Required task - Rewrite everything from the start of the items down to the line containing "[100,103,122,228]", changing "bounding box" to "bounding rectangle" and leaving all else as it is.

Extracted data -

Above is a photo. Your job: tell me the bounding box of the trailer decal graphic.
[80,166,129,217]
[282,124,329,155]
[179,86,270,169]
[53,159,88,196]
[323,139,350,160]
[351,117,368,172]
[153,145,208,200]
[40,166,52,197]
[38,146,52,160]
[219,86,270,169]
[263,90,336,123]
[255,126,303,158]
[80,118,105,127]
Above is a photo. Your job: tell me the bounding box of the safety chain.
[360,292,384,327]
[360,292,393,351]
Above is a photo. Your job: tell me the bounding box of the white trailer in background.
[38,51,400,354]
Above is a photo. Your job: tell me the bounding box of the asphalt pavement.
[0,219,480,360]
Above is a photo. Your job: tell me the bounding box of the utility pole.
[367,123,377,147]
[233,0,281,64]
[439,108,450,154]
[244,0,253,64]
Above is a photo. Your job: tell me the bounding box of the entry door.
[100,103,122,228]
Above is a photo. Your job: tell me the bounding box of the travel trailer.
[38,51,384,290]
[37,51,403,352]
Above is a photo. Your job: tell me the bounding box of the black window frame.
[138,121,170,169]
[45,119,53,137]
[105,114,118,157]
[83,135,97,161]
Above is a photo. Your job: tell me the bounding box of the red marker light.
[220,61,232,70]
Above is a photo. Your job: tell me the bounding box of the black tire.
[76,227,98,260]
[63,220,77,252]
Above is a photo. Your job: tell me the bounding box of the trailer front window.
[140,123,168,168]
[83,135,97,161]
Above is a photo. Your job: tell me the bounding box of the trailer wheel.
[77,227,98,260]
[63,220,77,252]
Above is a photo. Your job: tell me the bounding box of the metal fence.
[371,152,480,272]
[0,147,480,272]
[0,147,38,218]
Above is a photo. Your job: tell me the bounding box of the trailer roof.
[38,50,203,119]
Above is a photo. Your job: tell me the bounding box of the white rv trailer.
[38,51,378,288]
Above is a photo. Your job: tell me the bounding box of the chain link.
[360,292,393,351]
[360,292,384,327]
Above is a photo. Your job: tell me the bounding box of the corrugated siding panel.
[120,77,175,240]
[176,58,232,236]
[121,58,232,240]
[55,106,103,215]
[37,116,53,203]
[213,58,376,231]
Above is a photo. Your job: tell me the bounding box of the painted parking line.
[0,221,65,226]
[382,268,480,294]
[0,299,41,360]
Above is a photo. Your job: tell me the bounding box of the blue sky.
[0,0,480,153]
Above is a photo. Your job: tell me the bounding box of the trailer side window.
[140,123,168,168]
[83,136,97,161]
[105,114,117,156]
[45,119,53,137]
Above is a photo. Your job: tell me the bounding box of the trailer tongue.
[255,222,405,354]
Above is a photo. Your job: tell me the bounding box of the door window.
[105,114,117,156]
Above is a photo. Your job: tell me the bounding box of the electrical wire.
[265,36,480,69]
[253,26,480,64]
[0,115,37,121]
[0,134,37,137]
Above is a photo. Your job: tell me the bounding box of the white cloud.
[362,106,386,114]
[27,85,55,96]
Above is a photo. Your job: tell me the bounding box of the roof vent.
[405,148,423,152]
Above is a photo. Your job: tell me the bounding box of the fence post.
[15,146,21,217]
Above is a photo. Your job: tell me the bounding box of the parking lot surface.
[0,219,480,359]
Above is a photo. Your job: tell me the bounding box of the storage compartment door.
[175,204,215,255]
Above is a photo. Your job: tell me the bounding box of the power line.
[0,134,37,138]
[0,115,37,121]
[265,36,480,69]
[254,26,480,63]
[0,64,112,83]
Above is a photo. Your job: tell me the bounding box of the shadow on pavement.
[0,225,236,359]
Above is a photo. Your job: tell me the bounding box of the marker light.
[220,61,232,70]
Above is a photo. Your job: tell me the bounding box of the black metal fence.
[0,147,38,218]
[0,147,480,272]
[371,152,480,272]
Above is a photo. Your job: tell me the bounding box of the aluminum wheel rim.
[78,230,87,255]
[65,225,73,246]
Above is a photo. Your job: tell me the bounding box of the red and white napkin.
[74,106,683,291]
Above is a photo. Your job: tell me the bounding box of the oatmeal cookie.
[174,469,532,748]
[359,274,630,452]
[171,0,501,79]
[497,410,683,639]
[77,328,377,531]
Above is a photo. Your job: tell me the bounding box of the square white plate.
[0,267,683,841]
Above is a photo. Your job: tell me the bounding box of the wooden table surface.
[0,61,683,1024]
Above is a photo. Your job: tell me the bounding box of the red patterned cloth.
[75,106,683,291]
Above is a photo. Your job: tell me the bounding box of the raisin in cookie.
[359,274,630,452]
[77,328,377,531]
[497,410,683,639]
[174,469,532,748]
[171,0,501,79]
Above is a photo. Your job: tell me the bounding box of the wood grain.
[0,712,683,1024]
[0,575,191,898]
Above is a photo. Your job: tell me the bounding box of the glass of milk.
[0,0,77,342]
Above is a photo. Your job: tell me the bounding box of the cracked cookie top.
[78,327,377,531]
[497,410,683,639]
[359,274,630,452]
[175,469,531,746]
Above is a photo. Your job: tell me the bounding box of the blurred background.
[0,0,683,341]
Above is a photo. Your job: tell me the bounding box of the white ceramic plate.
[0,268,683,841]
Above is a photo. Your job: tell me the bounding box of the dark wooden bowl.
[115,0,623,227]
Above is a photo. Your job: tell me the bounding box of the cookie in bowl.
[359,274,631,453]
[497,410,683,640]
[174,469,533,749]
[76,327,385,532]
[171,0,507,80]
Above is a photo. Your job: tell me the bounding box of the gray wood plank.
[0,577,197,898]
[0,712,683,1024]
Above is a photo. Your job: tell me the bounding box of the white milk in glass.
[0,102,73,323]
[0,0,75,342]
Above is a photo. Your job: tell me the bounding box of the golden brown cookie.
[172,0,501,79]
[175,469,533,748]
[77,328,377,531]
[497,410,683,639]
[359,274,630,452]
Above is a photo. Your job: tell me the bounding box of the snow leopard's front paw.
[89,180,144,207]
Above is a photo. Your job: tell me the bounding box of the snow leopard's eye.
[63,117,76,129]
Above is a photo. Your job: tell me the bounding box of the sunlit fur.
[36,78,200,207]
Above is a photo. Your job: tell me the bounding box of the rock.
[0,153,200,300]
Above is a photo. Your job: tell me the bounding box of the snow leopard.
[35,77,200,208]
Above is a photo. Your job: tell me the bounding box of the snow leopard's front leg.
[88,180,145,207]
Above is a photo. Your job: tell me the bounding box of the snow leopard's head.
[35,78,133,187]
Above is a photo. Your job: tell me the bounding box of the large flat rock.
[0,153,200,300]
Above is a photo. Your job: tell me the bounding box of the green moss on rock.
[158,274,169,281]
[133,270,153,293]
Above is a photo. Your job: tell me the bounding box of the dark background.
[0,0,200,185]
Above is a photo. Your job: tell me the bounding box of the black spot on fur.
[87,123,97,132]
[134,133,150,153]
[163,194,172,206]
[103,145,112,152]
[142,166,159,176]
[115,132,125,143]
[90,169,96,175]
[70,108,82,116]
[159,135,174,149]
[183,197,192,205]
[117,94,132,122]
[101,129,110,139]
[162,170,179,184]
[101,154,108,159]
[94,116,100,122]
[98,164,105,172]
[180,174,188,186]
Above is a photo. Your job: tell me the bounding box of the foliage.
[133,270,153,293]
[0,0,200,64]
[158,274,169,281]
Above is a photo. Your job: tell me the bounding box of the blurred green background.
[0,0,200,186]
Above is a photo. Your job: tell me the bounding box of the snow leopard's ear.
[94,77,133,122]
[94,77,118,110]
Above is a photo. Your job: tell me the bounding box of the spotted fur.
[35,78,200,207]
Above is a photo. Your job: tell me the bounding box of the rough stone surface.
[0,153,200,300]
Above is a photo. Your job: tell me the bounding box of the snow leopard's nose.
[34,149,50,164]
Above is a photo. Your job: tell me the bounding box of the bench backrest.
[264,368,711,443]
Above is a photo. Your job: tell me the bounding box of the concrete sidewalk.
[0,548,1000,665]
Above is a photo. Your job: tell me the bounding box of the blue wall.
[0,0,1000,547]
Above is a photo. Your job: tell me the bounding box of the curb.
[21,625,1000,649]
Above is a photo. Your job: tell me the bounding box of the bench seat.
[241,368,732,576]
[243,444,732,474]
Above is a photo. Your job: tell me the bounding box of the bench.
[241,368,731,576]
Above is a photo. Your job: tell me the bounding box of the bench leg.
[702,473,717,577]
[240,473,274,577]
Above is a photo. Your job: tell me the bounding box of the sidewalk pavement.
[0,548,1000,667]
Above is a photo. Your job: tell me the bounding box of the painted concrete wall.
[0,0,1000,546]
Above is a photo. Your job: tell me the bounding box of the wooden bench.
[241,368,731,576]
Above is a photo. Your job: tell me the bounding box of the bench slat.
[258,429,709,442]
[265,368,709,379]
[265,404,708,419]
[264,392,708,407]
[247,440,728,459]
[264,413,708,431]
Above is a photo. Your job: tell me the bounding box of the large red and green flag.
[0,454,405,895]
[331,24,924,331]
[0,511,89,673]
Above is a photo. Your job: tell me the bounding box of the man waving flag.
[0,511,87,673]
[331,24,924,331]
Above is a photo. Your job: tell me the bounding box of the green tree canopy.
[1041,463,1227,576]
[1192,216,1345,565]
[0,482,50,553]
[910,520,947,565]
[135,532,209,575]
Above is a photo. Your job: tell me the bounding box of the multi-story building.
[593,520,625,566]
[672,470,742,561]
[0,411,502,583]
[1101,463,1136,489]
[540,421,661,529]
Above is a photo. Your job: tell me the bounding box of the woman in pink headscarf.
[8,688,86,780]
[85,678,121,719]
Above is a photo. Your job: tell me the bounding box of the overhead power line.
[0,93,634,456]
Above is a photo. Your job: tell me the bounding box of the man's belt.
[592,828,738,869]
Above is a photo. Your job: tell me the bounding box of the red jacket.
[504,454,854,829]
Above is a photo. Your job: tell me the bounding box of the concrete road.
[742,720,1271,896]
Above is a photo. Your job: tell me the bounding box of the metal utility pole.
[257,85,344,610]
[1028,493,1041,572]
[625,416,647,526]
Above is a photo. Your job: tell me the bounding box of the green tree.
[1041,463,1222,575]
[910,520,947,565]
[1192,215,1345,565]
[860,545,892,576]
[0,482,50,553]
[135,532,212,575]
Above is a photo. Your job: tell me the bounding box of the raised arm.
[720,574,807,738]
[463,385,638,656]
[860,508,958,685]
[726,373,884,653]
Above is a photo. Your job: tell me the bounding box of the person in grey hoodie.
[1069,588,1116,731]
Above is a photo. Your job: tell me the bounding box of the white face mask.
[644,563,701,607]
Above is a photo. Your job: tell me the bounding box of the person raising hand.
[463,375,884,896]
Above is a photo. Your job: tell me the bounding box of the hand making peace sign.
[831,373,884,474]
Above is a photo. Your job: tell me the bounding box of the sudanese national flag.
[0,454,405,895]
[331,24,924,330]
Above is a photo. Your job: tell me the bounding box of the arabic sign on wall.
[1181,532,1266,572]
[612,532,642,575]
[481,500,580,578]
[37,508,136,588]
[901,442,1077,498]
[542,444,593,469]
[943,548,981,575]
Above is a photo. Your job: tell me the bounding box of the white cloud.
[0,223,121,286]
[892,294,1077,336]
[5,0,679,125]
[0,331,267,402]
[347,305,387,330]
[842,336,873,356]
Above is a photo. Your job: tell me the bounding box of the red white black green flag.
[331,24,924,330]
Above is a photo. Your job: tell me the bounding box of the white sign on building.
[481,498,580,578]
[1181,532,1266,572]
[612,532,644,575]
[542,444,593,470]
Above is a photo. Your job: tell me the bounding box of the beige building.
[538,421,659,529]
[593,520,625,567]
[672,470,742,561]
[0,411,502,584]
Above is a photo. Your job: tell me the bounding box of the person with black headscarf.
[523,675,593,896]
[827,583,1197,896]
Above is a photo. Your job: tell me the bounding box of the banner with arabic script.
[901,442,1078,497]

Solution to the problem -
Above is a photo. Your job: tell me the bounding rectangle of the trailer decal graphic.
[80,166,129,217]
[282,124,329,155]
[179,86,270,169]
[53,159,88,196]
[323,139,350,160]
[351,117,368,172]
[153,145,208,200]
[40,166,52,197]
[38,146,52,160]
[219,86,270,169]
[263,90,336,123]
[255,126,303,158]
[80,118,105,127]
Above is a photo. Your job: tell me the bounding rectangle of the safety chain.
[360,292,384,327]
[360,292,393,351]
Above is a photo. Your job: tell me the bounding rectangle of the white trailer in background.
[38,51,400,354]
Above is a photo. Your job: tell me the bounding rectangle of the asphalt pavement.
[0,219,480,360]
Above is a photo. Your job: tell me the bounding rectangle of the utility pole.
[367,123,377,147]
[233,0,281,64]
[439,108,450,154]
[244,0,253,64]
Above is a photo. Your job: tell me the bounding rectangle of the entry door.
[100,103,122,228]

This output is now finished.